:: Document text ::
Michael Dougherty’s review in
the National Review of Ross Douthtat’s To Change the Church: Pope Francis and the Future of Catholicism begins with Douthat’s recounting of the proceedings of the two-year Synod on the
Family in 2014-15, characterized by Douthat as exhibiting “ugly
maneuvering and wheedling of the Synod’s progressives, and the alternating
attempts at flattery and bold confrontation by the Synod’s conservatives, all
over theological concepts….” Michael Sean Winters of the heterodox
National Catholic Reporter screed unsurprisingly offers another reiew of the book, claiming Douthat's "facts are nonsense, his
arguments tendentious, and his thesis so absurd it is shocking, absolutely
shocking, that no one over at Simon & Schuster thought to ask if what he
writes is completely or only partially unhinged."
I assume Mr. Winters was
referring to Dougherty's synopsis of Douthat:
Francis
closed the proceedings of the first year’s synod with a speech that sought a
middle ground between the two factions, placing himself at the center. At the
close of the second year’s synod, the pope, obviously frustrated that his
desired language had not received approval, thundered openly and hysterically
against the conservatives.
With
the subsequent papal document Amoris Laetitia (2016), Francis
and his fellow progressive reformers sought to institute a legal and official
way of granting Holy Communion to those who live in a state of life the Church
traditionally recognizes as adultery, without calling them to repent and reconcile
with their first spouse or to live “as brother and sister” in their new
household. This debate has opened up rhetorical tools the Church seemed to have
put away: bishops charging other bishops with heresy, or with schismatical
disobedience to the Roman pontiff.

:: What to work on ::
Reproduce word for word the portion of the commentary on reviews of Douthat's book that begins at the words "I assume Mr." and ends after the words "against the conservatives.".

:: Dataset content ::

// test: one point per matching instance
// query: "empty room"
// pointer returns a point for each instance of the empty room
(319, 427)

:: Reply ::
I assume Mr. Winters was
referring to Dougherty's synopsis of Douthat:
Francis
closed the proceedings of the first year’s synod with a speech that sought a
middle ground between the two factions, placing himself at the center. At the
close of the second year’s synod, the pope, obviously frustrated that his
desired language had not received approval, thundered openly and hysterically
against the conservatives.